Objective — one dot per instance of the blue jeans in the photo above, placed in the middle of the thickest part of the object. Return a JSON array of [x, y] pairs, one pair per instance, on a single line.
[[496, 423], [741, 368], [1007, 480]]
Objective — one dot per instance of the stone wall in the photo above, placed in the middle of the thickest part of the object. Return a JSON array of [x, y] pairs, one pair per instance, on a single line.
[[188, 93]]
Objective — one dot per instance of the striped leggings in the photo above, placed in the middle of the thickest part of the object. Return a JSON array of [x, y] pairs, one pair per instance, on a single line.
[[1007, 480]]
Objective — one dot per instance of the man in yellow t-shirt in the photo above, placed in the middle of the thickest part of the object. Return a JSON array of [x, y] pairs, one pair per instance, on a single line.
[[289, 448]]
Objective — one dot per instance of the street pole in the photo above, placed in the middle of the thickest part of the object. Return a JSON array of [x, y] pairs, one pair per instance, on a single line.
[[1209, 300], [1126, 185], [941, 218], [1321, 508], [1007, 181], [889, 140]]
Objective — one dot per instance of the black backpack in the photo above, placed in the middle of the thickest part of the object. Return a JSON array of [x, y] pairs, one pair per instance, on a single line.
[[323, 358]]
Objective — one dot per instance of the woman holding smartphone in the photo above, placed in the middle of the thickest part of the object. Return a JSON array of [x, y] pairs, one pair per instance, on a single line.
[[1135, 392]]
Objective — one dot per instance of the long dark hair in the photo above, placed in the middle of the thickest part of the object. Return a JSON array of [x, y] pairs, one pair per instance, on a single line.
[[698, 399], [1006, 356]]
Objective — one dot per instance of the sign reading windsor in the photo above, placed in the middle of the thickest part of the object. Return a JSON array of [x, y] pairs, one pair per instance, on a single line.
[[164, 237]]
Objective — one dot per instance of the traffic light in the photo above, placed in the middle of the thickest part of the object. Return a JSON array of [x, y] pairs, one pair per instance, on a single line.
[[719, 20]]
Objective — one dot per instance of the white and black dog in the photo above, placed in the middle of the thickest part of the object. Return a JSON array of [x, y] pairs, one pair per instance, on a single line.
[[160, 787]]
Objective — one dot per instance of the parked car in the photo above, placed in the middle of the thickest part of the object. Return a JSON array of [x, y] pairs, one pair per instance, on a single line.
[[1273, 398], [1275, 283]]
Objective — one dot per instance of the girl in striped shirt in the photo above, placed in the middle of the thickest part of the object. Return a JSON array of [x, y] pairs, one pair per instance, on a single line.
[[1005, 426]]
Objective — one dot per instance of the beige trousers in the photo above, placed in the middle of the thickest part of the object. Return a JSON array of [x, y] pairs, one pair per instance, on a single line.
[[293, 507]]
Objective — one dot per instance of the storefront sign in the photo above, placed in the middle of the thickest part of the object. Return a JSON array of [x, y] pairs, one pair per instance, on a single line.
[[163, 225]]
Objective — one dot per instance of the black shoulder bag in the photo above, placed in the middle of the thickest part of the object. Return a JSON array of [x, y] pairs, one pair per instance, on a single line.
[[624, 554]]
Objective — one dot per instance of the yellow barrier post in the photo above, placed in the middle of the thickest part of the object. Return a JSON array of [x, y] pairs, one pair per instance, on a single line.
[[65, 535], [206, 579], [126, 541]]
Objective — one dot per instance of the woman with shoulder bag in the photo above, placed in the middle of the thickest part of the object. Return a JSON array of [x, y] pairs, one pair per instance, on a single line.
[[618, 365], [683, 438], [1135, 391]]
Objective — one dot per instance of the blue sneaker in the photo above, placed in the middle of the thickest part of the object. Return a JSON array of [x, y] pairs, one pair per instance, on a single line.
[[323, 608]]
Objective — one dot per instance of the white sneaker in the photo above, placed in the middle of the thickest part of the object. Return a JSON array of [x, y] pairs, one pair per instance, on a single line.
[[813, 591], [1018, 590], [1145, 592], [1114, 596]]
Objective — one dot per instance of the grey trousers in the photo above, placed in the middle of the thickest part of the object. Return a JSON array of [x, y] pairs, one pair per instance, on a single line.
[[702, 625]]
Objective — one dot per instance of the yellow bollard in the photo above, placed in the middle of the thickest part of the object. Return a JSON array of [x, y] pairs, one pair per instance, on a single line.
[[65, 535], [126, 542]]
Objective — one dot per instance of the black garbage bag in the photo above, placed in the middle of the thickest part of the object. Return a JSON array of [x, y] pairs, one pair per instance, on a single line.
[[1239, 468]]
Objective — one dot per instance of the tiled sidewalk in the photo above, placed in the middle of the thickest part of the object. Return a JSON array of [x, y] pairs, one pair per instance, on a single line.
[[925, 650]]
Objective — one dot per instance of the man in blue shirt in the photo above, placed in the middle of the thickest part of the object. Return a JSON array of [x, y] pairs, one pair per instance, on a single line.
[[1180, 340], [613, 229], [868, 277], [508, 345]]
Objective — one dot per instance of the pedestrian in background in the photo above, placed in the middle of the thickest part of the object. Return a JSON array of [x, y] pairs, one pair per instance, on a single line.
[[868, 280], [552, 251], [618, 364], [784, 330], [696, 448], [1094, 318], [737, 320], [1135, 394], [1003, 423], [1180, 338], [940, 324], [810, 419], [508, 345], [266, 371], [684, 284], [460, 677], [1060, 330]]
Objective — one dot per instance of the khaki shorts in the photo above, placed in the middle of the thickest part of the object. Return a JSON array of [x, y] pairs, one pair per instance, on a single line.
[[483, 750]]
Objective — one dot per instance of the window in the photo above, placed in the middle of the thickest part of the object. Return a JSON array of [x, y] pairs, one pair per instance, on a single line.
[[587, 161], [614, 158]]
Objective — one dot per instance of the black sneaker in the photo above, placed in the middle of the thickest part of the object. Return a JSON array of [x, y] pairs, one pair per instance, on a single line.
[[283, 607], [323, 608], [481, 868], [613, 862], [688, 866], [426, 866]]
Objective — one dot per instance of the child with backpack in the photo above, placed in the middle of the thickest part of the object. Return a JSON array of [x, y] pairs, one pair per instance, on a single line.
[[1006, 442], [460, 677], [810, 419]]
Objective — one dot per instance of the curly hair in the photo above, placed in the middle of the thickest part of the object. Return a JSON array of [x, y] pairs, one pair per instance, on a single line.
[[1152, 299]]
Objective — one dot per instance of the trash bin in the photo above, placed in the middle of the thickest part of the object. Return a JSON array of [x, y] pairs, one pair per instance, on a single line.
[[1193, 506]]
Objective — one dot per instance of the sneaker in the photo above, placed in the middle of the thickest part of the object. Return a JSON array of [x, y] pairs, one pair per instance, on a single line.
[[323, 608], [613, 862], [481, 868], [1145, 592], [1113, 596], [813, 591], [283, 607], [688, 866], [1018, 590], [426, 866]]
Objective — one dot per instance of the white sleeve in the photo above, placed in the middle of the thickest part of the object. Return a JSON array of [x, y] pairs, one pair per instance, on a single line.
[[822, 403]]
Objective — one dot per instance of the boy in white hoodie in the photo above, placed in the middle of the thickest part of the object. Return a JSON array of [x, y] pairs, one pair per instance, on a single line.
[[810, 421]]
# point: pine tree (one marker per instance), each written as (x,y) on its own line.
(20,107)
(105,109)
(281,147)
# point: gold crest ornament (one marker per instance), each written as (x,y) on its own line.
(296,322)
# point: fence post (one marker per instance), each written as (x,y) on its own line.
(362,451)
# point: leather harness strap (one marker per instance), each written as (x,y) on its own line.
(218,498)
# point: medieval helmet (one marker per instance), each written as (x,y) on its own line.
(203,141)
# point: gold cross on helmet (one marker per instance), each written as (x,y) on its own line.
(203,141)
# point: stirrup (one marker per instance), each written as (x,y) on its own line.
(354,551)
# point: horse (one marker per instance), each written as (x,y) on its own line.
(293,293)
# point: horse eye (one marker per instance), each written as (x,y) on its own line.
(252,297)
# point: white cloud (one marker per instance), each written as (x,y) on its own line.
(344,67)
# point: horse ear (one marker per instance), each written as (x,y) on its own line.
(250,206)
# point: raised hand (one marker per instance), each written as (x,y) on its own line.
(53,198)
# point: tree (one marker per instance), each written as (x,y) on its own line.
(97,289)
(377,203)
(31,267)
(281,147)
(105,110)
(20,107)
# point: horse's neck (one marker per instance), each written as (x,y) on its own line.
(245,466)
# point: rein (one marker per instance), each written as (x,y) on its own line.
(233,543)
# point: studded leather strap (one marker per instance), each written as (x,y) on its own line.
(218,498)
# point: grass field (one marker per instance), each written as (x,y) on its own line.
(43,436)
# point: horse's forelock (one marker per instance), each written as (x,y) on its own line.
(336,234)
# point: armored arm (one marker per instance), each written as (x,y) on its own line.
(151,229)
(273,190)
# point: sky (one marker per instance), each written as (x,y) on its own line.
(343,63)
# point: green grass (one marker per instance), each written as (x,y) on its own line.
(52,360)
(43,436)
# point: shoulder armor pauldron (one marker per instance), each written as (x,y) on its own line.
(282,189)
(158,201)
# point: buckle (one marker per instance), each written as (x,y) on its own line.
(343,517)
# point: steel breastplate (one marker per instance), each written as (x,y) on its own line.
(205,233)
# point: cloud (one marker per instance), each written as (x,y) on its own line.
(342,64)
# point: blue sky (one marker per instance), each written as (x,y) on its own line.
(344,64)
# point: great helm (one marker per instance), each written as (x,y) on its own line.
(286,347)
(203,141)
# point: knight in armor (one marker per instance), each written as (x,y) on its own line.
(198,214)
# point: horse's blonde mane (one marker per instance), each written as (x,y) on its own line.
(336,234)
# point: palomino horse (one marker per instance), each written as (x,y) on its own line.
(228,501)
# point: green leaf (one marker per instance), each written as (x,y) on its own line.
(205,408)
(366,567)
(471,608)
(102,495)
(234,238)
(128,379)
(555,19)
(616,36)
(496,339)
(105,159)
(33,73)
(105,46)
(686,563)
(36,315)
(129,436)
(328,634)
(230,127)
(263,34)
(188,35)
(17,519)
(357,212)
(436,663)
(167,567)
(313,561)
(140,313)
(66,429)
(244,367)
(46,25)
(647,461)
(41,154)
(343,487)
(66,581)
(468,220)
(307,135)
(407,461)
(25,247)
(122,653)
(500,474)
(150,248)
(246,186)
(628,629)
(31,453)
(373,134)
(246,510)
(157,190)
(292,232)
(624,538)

******

◆ **WHAT YOU ARE ASKED TO DO**
Nothing but the lines from the one holding "# point: green grass" to the end of the entries should be returned, each exactly as it stands.

◆ **EXPECTED ANSWER**
# point: green grass (one marker per instance), each written as (x,y) on its own line.
(52,360)
(43,436)
# point: shoulder armor pauldron (one marker per instance), each written as (x,y) on its own line.
(282,189)
(158,201)
# point: buckle (one marker per instance), each written as (x,y) on its own line.
(343,517)
# point: steel breastplate (one marker per instance), each written as (x,y) on its own line.
(205,233)
# point: cloud (one marker per instance), each written as (x,y) on its own line.
(342,64)
# point: blue sky (one marker per instance), each written as (x,y) on its own line.
(344,64)
# point: great helm (one marker per instance), each written as (x,y) on its own line.
(286,347)
(203,141)
# point: knight in armor (one marker per instance), each written as (x,y) on its own line.
(198,214)
# point: horse's blonde mane (one marker per instance), each written as (x,y) on its own line.
(336,234)
# point: palomino horse (one marker per instance), each written as (x,y) on its own line.
(228,501)
# point: green leaf (one marker per instance), each written as (x,y) on its own line.
(205,408)
(366,567)
(471,608)
(102,495)
(234,238)
(128,379)
(555,19)
(616,36)
(496,339)
(105,159)
(33,73)
(105,46)
(686,563)
(36,315)
(129,436)
(328,634)
(230,127)
(263,34)
(188,35)
(17,519)
(357,212)
(436,663)
(167,567)
(313,561)
(140,313)
(66,429)
(244,367)
(46,25)
(647,461)
(41,154)
(343,487)
(66,581)
(468,220)
(307,135)
(407,461)
(25,247)
(122,653)
(500,474)
(150,248)
(246,186)
(628,629)
(31,453)
(373,134)
(246,510)
(157,190)
(292,232)
(624,538)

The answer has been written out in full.